- [Exercise details]: Could you arrange every line of the listing below as a Markdown table with the columns "Row" and "Line", numbering each row and leaving out blank lines?

________________

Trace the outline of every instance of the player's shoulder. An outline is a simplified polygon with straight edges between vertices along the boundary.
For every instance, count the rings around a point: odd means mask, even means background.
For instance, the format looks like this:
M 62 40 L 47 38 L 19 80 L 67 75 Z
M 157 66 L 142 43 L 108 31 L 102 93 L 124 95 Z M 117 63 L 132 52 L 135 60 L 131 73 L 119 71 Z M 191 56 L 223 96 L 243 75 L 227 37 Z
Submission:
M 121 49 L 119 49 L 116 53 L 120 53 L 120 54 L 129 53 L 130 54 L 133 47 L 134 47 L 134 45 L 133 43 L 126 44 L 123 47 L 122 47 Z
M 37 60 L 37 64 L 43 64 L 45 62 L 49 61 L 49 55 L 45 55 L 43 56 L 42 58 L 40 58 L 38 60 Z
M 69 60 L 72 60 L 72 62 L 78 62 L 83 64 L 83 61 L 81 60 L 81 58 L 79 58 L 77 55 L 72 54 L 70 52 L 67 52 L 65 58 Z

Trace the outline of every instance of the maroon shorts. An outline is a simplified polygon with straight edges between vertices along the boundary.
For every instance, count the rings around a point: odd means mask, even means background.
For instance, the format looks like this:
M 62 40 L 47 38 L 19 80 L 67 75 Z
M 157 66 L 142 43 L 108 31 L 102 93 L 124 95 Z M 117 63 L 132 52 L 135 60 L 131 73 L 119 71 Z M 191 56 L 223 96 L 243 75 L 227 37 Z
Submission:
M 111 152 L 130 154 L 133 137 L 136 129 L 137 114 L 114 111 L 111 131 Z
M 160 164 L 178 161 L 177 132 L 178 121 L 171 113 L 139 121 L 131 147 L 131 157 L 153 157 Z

________________

- [Reply to the task]:
| Row | Line |
|---|---|
| 1 | Trace the outline of every instance of the player's shoulder. An outline is a simplified polygon with straight edges between vertices along the boundary. |
| 2 | For every instance, count the rings around a point: odd means mask, even means background. |
| 3 | For instance, the format looks like this: |
| 4 | M 62 40 L 47 38 L 19 80 L 67 75 Z |
| 5 | M 157 66 L 142 43 L 108 31 L 102 93 L 124 95 Z M 117 63 L 132 52 L 135 60 L 131 73 L 119 71 Z M 191 56 L 223 96 L 243 75 L 227 37 Z |
| 6 | Submission: |
| 7 | M 121 49 L 119 49 L 116 53 L 120 53 L 120 54 L 129 53 L 130 54 L 133 47 L 134 47 L 134 45 L 133 43 L 126 44 L 123 47 L 122 47 Z |
| 8 | M 37 60 L 37 64 L 43 64 L 45 62 L 49 61 L 49 55 L 45 55 L 43 56 L 42 58 L 40 58 L 38 60 Z |
| 9 | M 69 60 L 72 60 L 72 62 L 78 62 L 83 64 L 83 61 L 81 60 L 81 58 L 79 58 L 77 55 L 72 54 L 70 52 L 67 52 L 65 58 Z |
| 10 | Trace the outline of every instance of the maroon shorts. An outline is a simplified polygon with straight edges between vertices along the boundary. |
| 11 | For every instance, count the rings around a point: odd means mask, even means background. |
| 12 | For instance, the format looks like this: |
| 13 | M 62 40 L 47 38 L 19 80 L 67 75 Z |
| 14 | M 157 66 L 142 43 L 108 31 L 102 93 L 124 95 Z M 117 63 L 132 52 L 135 60 L 131 73 L 119 71 Z M 191 56 L 223 96 L 243 75 L 227 37 Z |
| 15 | Submission: |
| 16 | M 111 152 L 130 154 L 133 137 L 136 129 L 137 114 L 114 111 L 111 131 Z |
| 17 | M 160 164 L 178 161 L 177 132 L 178 121 L 171 113 L 139 121 L 131 147 L 131 157 L 153 157 Z |